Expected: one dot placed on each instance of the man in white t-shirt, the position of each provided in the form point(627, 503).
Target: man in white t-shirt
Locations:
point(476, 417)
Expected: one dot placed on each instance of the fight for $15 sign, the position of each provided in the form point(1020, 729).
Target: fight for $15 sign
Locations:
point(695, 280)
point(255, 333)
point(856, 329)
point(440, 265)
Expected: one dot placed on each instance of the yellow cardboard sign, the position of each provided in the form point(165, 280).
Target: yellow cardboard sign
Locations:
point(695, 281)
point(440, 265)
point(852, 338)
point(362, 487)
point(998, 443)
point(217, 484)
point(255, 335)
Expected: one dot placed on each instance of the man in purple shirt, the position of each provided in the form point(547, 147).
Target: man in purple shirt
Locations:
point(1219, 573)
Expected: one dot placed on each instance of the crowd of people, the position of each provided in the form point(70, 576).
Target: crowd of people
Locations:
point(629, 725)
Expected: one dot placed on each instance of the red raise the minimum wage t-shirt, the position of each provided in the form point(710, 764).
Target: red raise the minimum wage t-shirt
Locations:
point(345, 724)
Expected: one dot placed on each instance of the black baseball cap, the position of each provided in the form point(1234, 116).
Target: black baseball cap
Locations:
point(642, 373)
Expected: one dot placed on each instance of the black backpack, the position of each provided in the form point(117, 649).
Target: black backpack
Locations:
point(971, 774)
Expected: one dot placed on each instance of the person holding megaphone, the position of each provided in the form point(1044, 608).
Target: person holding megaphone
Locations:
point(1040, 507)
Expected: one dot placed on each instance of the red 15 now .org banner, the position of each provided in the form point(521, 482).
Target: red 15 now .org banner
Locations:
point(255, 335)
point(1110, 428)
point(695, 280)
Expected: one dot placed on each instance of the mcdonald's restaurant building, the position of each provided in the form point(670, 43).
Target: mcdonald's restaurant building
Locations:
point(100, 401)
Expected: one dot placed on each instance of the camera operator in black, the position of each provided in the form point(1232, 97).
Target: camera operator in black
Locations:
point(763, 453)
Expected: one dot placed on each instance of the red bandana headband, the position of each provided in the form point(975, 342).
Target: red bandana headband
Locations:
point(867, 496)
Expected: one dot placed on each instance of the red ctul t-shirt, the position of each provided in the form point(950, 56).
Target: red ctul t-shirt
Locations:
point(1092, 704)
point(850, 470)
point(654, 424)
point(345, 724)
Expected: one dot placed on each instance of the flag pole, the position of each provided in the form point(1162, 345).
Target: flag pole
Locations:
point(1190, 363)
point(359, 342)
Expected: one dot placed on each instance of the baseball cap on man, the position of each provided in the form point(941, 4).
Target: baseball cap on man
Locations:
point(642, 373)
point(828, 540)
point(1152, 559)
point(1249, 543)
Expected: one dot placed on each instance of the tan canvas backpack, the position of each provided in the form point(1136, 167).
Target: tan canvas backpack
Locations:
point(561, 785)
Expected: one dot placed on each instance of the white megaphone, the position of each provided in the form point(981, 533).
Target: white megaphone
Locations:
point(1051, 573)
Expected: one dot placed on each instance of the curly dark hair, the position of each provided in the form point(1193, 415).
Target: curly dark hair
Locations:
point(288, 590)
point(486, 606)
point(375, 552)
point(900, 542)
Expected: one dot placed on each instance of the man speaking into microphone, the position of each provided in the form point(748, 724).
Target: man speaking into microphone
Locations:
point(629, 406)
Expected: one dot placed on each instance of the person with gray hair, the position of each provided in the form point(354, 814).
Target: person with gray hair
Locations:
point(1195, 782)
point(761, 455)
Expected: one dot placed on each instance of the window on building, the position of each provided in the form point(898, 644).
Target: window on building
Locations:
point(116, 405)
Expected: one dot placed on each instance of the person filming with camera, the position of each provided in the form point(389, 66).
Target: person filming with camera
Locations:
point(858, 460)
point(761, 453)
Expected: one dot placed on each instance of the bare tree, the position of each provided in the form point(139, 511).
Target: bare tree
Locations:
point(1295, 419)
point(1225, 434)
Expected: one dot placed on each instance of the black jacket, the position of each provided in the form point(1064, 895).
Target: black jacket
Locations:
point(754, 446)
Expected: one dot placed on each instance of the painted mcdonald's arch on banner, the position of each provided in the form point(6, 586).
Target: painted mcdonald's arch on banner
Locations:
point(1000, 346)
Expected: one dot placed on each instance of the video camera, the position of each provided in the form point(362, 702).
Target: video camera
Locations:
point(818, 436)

#### TASK REQUIREMENTS
Rewrite the entries from the line containing "Expected: one dot placed on each instance of the person with" through the end of the entries, changing every "Locations" to "Positions" and leaving everything else the same.

#### ANSWER TO THE PROBLEM
Expected: one dot placed on each instance of the person with gray hair, the position of each provided in the form point(354, 814).
Target: person with gray hair
Positions:
point(1195, 782)
point(761, 455)
Expected: one dot placed on each instance of the window on building, the position of each provided in the form point(898, 644).
Target: window on building
Positions:
point(116, 405)
Expected: one dot placed on each instance of the person filming with camera, the position of each provided in the form point(389, 66).
Target: person filming with camera
Positions:
point(858, 460)
point(761, 453)
Expected: one dot placed on each instance of the bare tree, the position of each provided in the form point(139, 511).
Target: bare tree
Positions:
point(1295, 419)
point(1225, 434)
Expected: one dot placed on each instance of the black jacket, the position of each provided in the form point(1064, 895).
Target: black jacket
Positions:
point(754, 446)
Expected: one dot placed on each instance of the painted mcdonald's arch on banner, the position of each provided in the form point(6, 586).
Target: painted mcdonald's arch on banner
Positions:
point(1000, 346)
Expected: one dot placed on each instance of the video camera, the position of each provided in the form point(362, 702).
Target: video camera
Positions:
point(818, 436)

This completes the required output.